• _Stored data_:
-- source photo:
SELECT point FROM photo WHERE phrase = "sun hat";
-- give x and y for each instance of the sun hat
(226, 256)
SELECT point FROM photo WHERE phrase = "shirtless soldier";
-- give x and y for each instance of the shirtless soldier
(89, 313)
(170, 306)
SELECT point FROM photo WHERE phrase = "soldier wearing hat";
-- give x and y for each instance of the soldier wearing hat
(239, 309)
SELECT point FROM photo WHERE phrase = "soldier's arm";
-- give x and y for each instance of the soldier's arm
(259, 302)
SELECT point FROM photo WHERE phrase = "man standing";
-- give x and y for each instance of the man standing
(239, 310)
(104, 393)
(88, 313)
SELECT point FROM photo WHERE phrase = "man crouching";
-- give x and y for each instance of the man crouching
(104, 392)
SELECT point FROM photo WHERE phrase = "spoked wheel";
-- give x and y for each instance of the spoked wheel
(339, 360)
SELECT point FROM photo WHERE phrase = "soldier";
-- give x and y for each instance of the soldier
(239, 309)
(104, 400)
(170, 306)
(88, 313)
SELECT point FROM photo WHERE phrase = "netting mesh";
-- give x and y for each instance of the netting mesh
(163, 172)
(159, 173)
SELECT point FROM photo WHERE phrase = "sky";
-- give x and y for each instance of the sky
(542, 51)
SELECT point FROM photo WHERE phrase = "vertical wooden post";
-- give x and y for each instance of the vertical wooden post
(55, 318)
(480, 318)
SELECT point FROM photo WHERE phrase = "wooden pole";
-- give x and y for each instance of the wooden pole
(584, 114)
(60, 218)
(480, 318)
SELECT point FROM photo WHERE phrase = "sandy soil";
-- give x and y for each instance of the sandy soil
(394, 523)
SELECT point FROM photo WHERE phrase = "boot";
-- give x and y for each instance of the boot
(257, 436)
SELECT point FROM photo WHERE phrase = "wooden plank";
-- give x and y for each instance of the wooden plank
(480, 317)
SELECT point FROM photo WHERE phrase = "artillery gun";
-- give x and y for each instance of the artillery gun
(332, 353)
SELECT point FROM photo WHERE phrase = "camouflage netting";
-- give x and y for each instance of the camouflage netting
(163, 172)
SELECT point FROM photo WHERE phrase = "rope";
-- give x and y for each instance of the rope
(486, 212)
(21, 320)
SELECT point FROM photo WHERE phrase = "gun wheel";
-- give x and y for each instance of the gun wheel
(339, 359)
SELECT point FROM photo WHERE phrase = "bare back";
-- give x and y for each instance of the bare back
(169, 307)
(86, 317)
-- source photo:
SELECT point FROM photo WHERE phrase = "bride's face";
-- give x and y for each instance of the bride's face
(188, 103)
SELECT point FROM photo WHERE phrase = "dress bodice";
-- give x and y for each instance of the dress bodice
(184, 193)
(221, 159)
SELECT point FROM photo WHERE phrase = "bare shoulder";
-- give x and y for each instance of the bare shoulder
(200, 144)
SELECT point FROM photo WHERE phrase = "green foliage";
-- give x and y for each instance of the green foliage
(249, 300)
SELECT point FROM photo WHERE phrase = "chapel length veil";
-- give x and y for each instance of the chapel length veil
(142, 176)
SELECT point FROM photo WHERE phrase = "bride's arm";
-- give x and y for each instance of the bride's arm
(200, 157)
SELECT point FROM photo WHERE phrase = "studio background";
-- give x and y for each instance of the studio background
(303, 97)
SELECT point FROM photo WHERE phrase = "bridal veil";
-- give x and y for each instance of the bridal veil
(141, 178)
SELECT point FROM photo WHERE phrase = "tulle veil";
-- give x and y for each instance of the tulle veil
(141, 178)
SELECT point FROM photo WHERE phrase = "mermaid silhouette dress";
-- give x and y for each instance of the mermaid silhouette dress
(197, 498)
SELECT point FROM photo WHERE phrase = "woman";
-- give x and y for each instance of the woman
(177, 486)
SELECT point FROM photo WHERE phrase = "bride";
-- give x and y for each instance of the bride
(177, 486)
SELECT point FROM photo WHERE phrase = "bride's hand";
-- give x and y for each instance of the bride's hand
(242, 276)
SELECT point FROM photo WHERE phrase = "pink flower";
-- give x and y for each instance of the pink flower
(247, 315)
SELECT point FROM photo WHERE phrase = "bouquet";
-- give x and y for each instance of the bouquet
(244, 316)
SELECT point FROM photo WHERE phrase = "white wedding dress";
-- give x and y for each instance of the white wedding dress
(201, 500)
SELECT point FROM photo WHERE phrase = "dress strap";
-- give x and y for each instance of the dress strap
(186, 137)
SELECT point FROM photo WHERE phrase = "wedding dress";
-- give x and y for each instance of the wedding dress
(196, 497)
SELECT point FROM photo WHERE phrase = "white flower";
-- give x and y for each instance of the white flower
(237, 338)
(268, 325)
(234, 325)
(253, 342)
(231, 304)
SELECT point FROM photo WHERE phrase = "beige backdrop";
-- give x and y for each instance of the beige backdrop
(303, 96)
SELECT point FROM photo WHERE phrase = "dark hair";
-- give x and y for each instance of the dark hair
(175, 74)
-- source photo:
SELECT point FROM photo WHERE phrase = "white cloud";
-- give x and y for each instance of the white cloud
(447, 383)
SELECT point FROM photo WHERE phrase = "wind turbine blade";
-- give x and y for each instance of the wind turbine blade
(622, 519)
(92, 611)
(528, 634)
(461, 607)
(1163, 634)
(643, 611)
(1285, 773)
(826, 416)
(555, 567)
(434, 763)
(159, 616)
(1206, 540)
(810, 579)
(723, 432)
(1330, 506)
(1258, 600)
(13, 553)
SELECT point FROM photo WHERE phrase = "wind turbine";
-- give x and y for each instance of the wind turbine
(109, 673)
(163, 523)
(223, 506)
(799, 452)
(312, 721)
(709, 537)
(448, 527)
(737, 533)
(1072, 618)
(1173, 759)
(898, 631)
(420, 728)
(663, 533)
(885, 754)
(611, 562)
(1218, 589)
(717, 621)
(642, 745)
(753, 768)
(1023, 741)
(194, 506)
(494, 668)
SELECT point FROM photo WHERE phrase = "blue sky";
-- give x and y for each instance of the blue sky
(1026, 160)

• _Work to do_:
Copy each line of the data above without altering a single character.

• _Solved exercise_:
-- source photo:
SELECT point FROM photo WHERE phrase = "sun hat";
-- give x and y for each instance of the sun hat
(226, 256)
SELECT point FROM photo WHERE phrase = "shirtless soldier";
-- give x and y for each instance of the shirtless soldier
(89, 313)
(170, 306)
SELECT point FROM photo WHERE phrase = "soldier wearing hat";
-- give x and y for each instance of the soldier wearing hat
(239, 309)
SELECT point FROM photo WHERE phrase = "soldier's arm";
-- give x and y for each instance of the soldier's arm
(259, 302)
SELECT point FROM photo WHERE phrase = "man standing";
-- give x and y for each instance of the man standing
(239, 310)
(104, 393)
(88, 313)
SELECT point FROM photo WHERE phrase = "man crouching";
-- give x and y for each instance of the man crouching
(104, 392)
SELECT point FROM photo WHERE phrase = "spoked wheel";
-- give x and y for each instance of the spoked wheel
(339, 360)
SELECT point FROM photo WHERE phrase = "soldier";
-- give x and y for each instance of the soldier
(239, 309)
(104, 400)
(170, 306)
(88, 313)
SELECT point FROM photo WHERE phrase = "netting mesh";
-- give x and y for each instance of the netting mesh
(163, 172)
(159, 173)
SELECT point FROM photo WHERE phrase = "sky";
-- give x and y for each instance of the sky
(542, 51)
SELECT point FROM photo WHERE phrase = "vertical wooden post";
-- give x and y for each instance of the vertical wooden post
(55, 318)
(480, 318)
SELECT point FROM photo WHERE phrase = "wooden pole";
-- give x and y for each instance of the wooden pole
(584, 114)
(60, 218)
(480, 318)
SELECT point FROM photo WHERE phrase = "sandy soil";
-- give x and y for each instance of the sandy soil
(394, 523)
SELECT point FROM photo WHERE phrase = "boot";
-- give x and y for each instance of the boot
(257, 436)
SELECT point FROM photo WHERE phrase = "wooden plank";
-- give x and y for each instance of the wooden plank
(480, 317)
SELECT point FROM photo WHERE phrase = "artillery gun";
-- give x and y for each instance of the artillery gun
(332, 353)
SELECT point FROM photo WHERE phrase = "camouflage netting";
-- give x and y for each instance of the camouflage netting
(163, 172)
SELECT point FROM photo WHERE phrase = "rope";
-- give x and y for each instance of the rope
(486, 212)
(21, 320)
SELECT point FROM photo WHERE phrase = "gun wheel";
-- give x and y for each instance of the gun wheel
(339, 359)
SELECT point FROM photo WHERE phrase = "bare back";
-- give x and y for each instance of the bare back
(169, 307)
(86, 317)
-- source photo:
SELECT point FROM photo WHERE phrase = "bride's face";
-- give x and y for each instance of the bride's face
(188, 103)
SELECT point FROM photo WHERE phrase = "dress bodice";
-- give x and y for each instance of the dress bodice
(184, 193)
(221, 159)
SELECT point FROM photo WHERE phrase = "bare shoulder";
-- give x and y for each instance of the bare shoulder
(200, 144)
SELECT point FROM photo WHERE phrase = "green foliage";
-- give x and y for each instance of the green foliage
(249, 300)
SELECT point FROM photo WHERE phrase = "chapel length veil";
-- give x and y for each instance of the chapel length veil
(142, 176)
SELECT point FROM photo WHERE phrase = "bride's arm";
-- give x and y for each instance of the bride's arm
(200, 157)
SELECT point FROM photo WHERE phrase = "studio background";
-- give x and y for each instance of the studio background
(303, 97)
SELECT point FROM photo WHERE phrase = "bridal veil";
-- give x and y for each instance of the bridal veil
(141, 178)
SELECT point FROM photo WHERE phrase = "tulle veil";
-- give x and y for each instance of the tulle veil
(141, 178)
SELECT point FROM photo WHERE phrase = "mermaid silhouette dress";
-- give x and y for each instance of the mermaid silhouette dress
(197, 498)
SELECT point FROM photo WHERE phrase = "woman";
-- give x and y for each instance of the woman
(177, 486)
SELECT point FROM photo WHERE phrase = "bride";
-- give x and y for each instance of the bride
(177, 486)
SELECT point FROM photo WHERE phrase = "bride's hand";
-- give x and y for each instance of the bride's hand
(242, 276)
SELECT point FROM photo WHERE phrase = "pink flower";
-- give x and y for each instance of the pink flower
(247, 315)
SELECT point FROM photo WHERE phrase = "bouquet";
-- give x and y for each instance of the bouquet
(244, 316)
SELECT point FROM photo WHERE phrase = "white wedding dress";
-- give x and y for each instance of the white wedding dress
(201, 500)
SELECT point FROM photo WHERE phrase = "dress strap";
-- give x and y for each instance of the dress strap
(186, 137)
SELECT point FROM photo WHERE phrase = "wedding dress";
-- give x and y for each instance of the wedding dress
(196, 497)
SELECT point FROM photo WHERE phrase = "white flower";
-- give x and y for each instance of the white flower
(237, 338)
(268, 325)
(234, 325)
(253, 342)
(231, 304)
SELECT point FROM photo WHERE phrase = "beige backdrop";
-- give x and y for each instance of the beige backdrop
(303, 96)
SELECT point FROM photo WHERE phrase = "dark hair";
-- give x and y for each instance of the dark hair
(175, 74)
-- source photo:
SELECT point FROM photo WHERE phrase = "white cloud";
-- give x and y for each instance of the white cloud
(447, 383)
SELECT point FROM photo WHERE phrase = "wind turbine blade";
-- give x and y for each instance of the wind turbine blade
(622, 519)
(92, 611)
(528, 634)
(461, 607)
(1163, 634)
(643, 611)
(1285, 773)
(826, 416)
(555, 567)
(434, 763)
(159, 616)
(1206, 540)
(810, 579)
(723, 432)
(1330, 506)
(1258, 600)
(13, 553)
SELECT point FROM photo WHERE phrase = "wind turbine";
-- give x and y for each instance of the wind turbine
(109, 673)
(163, 523)
(223, 506)
(799, 452)
(312, 721)
(709, 537)
(448, 527)
(737, 533)
(1072, 618)
(1173, 759)
(898, 631)
(420, 728)
(663, 533)
(885, 754)
(611, 562)
(1218, 589)
(717, 621)
(642, 745)
(753, 768)
(1023, 741)
(194, 506)
(494, 668)
SELECT point FROM photo WHERE phrase = "blue sky";
-- give x and y for each instance of the blue sky
(1026, 160)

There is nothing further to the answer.